Referring expression data
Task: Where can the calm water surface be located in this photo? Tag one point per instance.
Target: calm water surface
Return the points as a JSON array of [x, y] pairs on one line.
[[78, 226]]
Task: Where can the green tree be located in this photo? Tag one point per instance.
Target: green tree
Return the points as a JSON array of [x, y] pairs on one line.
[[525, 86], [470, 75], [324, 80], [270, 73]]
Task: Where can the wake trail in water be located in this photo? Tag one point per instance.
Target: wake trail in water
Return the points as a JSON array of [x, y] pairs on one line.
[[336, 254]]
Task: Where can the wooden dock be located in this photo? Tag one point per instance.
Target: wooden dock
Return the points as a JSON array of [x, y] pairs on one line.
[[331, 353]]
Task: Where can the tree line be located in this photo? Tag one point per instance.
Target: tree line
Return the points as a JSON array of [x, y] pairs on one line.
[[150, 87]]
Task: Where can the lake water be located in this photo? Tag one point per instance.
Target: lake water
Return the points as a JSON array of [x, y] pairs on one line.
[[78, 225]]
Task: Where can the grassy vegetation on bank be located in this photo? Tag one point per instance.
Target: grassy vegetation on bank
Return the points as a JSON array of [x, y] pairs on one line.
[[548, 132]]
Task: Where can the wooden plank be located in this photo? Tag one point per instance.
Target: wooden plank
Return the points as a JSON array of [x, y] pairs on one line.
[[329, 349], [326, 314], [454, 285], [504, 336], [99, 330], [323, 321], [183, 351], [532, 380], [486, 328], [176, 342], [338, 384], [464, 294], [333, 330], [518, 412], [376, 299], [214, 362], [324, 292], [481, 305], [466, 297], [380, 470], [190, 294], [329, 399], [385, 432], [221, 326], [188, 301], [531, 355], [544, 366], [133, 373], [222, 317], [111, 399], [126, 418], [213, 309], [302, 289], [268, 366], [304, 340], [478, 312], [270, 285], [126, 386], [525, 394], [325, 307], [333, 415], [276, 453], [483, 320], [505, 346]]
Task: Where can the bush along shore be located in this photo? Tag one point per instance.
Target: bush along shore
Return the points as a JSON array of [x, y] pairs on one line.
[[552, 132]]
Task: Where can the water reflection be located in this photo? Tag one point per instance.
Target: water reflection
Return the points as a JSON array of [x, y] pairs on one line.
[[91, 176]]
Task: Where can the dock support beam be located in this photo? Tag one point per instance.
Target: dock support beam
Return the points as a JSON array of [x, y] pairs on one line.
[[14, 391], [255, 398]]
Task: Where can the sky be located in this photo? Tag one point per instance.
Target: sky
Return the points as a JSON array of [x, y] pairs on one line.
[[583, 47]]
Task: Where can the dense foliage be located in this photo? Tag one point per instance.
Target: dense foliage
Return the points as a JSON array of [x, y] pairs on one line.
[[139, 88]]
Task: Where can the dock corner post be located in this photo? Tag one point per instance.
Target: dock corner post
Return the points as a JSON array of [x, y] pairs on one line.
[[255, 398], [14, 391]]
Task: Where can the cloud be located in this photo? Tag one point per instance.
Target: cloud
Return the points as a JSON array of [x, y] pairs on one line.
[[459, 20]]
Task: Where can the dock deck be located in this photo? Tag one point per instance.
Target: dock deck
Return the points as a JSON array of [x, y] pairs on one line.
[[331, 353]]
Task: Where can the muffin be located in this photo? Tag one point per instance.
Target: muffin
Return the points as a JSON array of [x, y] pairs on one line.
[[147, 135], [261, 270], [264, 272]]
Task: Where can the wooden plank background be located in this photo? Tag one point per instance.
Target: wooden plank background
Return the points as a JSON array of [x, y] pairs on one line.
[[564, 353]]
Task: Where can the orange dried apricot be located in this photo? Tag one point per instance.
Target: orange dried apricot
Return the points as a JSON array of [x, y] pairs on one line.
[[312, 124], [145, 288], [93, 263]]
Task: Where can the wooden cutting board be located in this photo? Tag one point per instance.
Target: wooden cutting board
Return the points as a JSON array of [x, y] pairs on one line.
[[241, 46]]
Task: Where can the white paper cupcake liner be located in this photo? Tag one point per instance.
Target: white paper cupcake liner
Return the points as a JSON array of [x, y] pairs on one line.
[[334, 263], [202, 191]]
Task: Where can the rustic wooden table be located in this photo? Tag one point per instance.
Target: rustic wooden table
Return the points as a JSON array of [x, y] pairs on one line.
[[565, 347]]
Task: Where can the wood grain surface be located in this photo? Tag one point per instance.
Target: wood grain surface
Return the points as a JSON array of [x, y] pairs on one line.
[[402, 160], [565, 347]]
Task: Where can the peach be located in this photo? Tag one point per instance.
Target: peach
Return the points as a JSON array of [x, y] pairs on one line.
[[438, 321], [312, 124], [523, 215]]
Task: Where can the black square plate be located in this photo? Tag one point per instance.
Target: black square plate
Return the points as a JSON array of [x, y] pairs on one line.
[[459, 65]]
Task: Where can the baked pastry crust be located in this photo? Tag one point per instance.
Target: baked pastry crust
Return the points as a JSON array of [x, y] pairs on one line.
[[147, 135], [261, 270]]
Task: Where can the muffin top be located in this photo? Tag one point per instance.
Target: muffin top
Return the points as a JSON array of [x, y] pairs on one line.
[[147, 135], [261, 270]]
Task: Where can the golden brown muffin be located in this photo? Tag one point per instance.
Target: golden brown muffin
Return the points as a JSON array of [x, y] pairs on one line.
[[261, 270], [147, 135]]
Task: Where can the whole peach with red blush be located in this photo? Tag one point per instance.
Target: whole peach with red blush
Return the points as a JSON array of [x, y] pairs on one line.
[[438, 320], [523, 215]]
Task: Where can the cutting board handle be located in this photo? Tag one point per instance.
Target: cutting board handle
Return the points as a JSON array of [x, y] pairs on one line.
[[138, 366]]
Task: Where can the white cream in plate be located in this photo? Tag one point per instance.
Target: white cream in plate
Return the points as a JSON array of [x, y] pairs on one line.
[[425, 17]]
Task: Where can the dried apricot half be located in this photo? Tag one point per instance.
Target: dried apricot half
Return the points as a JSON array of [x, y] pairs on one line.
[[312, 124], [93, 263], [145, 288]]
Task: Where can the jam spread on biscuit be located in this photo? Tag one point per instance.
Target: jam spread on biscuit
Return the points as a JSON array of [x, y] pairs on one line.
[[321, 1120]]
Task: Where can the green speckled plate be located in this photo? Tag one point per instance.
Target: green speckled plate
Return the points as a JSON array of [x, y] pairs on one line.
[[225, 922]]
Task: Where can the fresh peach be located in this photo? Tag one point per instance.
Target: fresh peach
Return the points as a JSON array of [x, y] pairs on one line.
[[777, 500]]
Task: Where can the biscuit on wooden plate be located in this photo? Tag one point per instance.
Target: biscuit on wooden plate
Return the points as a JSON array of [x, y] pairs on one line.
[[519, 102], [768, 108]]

▸ Work item
Copy all lines of the preceding data that hold the word "fresh".

▸ Final answer
Task: Where can the fresh peach be located in this photo? Tag one point per instance.
Target: fresh peach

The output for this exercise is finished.